Exactly the lines from the one with "[spot] the wall" through the end of the records below are to be output, the first and last included, and no others.

==*==

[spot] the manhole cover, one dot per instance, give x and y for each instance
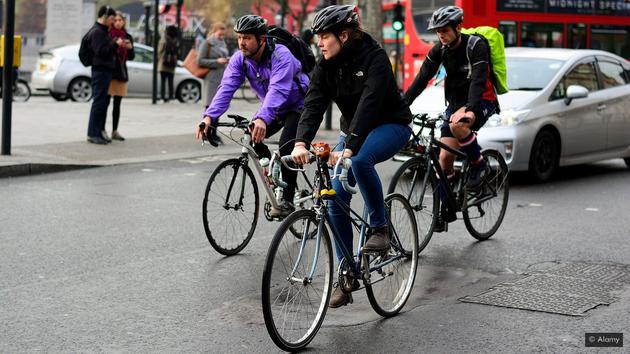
(568, 289)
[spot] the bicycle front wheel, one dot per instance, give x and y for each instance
(294, 302)
(409, 181)
(230, 207)
(393, 273)
(485, 207)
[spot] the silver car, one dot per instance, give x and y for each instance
(60, 72)
(565, 107)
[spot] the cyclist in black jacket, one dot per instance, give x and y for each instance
(470, 94)
(356, 74)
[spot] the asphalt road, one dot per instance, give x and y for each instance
(115, 259)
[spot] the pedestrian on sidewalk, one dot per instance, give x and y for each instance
(118, 85)
(213, 54)
(103, 48)
(168, 53)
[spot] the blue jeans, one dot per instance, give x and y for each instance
(380, 145)
(100, 101)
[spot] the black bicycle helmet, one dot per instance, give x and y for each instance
(252, 24)
(445, 16)
(334, 18)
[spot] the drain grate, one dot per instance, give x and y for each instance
(567, 289)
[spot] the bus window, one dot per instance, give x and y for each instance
(577, 36)
(508, 30)
(614, 39)
(546, 35)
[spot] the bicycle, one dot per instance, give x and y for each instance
(231, 198)
(483, 207)
(298, 271)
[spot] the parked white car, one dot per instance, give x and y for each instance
(60, 72)
(565, 107)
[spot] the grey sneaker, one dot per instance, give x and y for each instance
(379, 241)
(282, 211)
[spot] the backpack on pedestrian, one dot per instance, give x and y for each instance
(170, 54)
(496, 44)
(296, 45)
(86, 54)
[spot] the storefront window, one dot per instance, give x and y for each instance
(542, 35)
(614, 39)
(577, 36)
(508, 30)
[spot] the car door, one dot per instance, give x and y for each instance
(616, 107)
(141, 72)
(583, 127)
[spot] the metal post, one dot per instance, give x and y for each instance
(147, 30)
(7, 77)
(156, 22)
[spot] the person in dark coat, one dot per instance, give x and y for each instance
(118, 85)
(104, 49)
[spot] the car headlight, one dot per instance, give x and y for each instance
(507, 118)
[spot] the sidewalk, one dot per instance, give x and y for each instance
(49, 136)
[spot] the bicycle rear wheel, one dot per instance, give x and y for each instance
(294, 305)
(409, 181)
(393, 272)
(230, 207)
(485, 207)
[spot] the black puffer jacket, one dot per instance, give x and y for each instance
(103, 47)
(361, 82)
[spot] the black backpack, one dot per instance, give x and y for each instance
(85, 49)
(170, 54)
(300, 50)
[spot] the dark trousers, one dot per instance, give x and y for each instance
(100, 101)
(287, 139)
(164, 76)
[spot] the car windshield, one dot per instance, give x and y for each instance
(530, 74)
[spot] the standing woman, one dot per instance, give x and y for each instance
(118, 85)
(168, 53)
(356, 74)
(213, 54)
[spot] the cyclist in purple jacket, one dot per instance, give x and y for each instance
(276, 77)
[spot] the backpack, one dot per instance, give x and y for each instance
(170, 54)
(85, 50)
(495, 42)
(296, 45)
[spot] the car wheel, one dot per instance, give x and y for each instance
(189, 91)
(545, 156)
(58, 96)
(80, 89)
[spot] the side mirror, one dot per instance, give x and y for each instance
(575, 91)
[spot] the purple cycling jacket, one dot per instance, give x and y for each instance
(273, 80)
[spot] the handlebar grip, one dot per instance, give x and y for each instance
(343, 177)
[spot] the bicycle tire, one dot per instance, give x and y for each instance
(476, 215)
(386, 295)
(238, 232)
(408, 181)
(277, 287)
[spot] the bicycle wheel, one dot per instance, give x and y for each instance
(485, 207)
(393, 273)
(294, 305)
(21, 91)
(409, 181)
(231, 205)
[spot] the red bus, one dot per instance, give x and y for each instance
(595, 24)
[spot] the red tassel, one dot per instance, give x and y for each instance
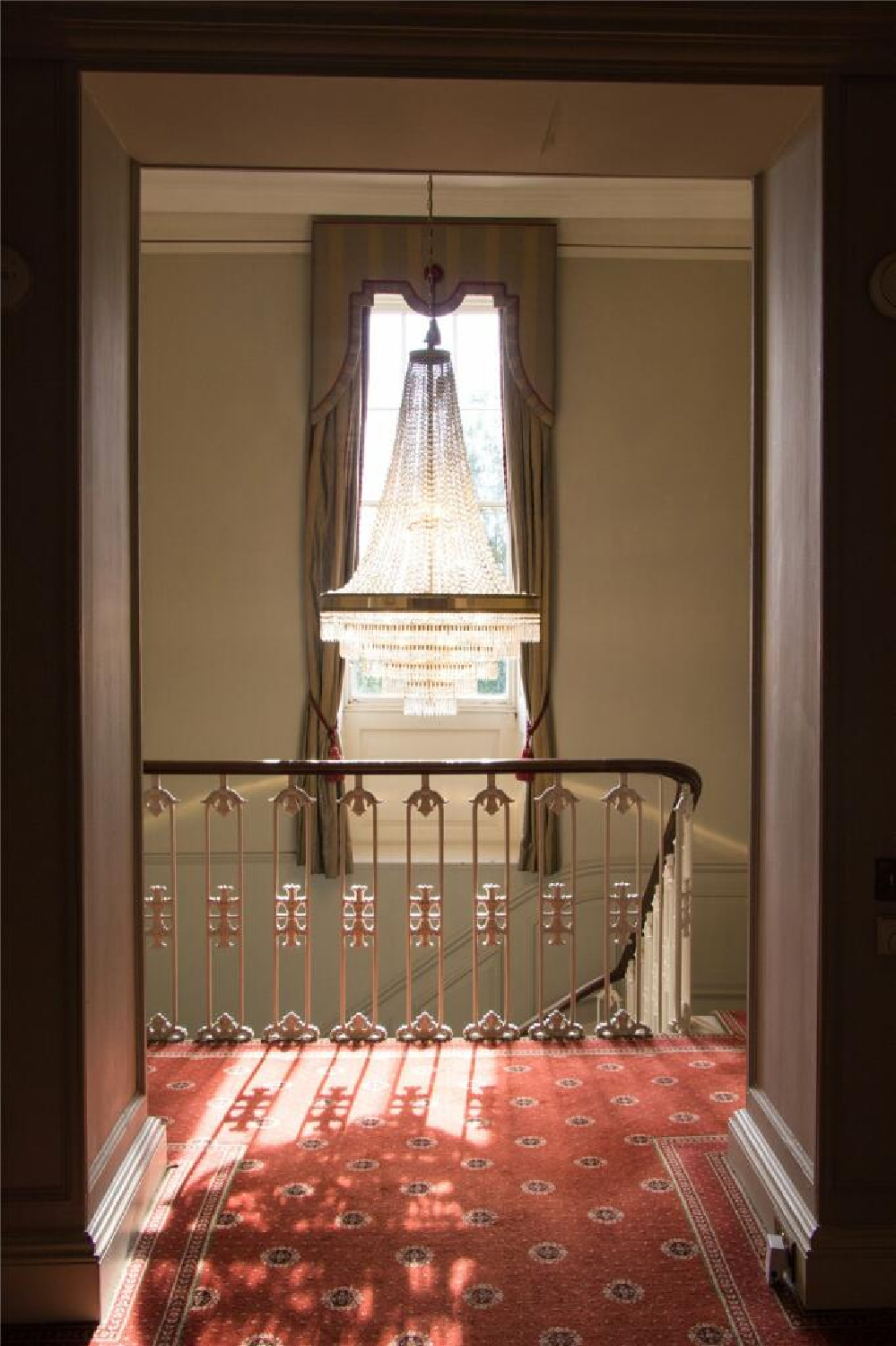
(334, 754)
(526, 753)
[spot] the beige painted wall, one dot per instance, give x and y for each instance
(653, 466)
(223, 392)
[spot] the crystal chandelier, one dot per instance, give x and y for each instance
(428, 610)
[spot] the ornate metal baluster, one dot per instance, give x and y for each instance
(291, 920)
(360, 923)
(161, 909)
(657, 915)
(491, 922)
(556, 920)
(624, 914)
(424, 922)
(683, 910)
(225, 920)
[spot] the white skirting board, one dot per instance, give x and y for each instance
(833, 1267)
(72, 1276)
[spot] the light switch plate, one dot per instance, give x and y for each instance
(887, 934)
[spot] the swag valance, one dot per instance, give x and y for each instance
(357, 258)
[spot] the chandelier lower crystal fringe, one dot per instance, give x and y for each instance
(428, 610)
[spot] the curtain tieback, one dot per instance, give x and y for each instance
(334, 751)
(532, 726)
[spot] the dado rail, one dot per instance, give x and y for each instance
(382, 934)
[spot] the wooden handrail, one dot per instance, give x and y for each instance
(596, 984)
(683, 775)
(678, 772)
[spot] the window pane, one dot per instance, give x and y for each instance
(495, 686)
(486, 452)
(495, 521)
(365, 527)
(387, 360)
(476, 363)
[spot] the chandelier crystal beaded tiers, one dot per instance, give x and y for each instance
(428, 610)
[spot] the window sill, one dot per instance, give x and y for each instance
(376, 729)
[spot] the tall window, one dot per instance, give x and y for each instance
(473, 336)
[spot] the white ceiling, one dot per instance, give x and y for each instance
(274, 207)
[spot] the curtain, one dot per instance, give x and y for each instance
(530, 505)
(352, 260)
(330, 555)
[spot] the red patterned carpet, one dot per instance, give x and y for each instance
(454, 1197)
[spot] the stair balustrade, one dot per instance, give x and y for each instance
(276, 936)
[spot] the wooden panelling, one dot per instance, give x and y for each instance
(42, 1098)
(108, 662)
(788, 782)
(858, 985)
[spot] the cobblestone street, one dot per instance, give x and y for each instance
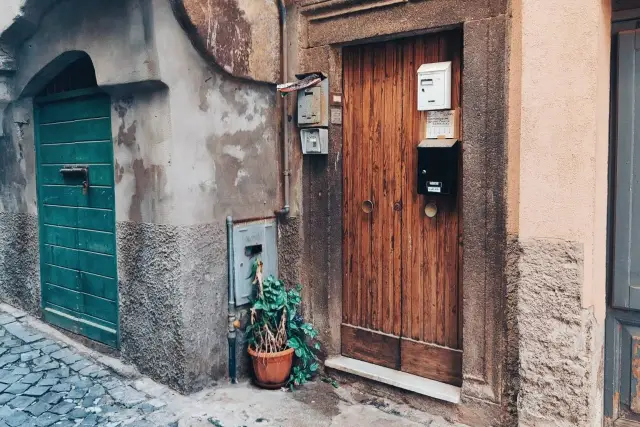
(47, 379)
(45, 383)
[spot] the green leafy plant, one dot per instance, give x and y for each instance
(277, 324)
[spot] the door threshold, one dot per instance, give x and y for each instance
(621, 422)
(414, 383)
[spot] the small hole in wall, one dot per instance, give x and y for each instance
(252, 251)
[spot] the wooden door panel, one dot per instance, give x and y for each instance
(430, 246)
(431, 361)
(371, 346)
(400, 272)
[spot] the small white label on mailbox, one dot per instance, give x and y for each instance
(336, 116)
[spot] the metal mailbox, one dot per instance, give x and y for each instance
(438, 161)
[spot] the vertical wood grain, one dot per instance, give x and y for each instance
(401, 269)
(347, 179)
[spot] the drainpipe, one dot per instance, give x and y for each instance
(285, 116)
(231, 336)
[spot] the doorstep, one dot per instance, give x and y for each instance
(414, 383)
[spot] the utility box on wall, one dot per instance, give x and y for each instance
(314, 141)
(313, 105)
(253, 240)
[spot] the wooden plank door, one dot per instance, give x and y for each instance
(400, 286)
(77, 222)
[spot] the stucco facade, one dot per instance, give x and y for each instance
(189, 144)
(197, 135)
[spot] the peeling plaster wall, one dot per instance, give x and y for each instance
(240, 36)
(191, 146)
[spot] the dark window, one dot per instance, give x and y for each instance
(80, 74)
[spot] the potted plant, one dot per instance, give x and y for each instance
(277, 332)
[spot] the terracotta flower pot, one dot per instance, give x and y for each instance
(272, 369)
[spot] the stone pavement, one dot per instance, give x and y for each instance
(43, 383)
(47, 379)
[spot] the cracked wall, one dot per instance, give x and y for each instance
(191, 146)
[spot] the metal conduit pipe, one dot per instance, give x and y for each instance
(285, 116)
(231, 335)
(284, 211)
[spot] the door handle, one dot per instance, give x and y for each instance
(78, 170)
(367, 206)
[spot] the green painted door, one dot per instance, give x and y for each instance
(76, 213)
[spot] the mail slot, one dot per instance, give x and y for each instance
(438, 167)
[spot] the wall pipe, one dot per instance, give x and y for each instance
(285, 114)
(231, 335)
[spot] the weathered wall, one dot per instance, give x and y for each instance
(317, 32)
(240, 36)
(558, 151)
(191, 146)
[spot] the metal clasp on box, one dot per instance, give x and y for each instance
(77, 170)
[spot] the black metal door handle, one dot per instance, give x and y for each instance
(367, 206)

==*==

**Output for this exercise**:
[spot] the wall pipe, one dot per instance, give x and y for each instance
(285, 114)
(231, 335)
[spot] the weathered wall, one dot per instance, give x and y for each instance
(317, 32)
(240, 36)
(558, 151)
(191, 146)
[spot] the metal clasp on box, one dot per instance, give x and y for each instance
(77, 170)
[spot] the black metal door handle, one dot per instance, give x and y for each instance
(367, 206)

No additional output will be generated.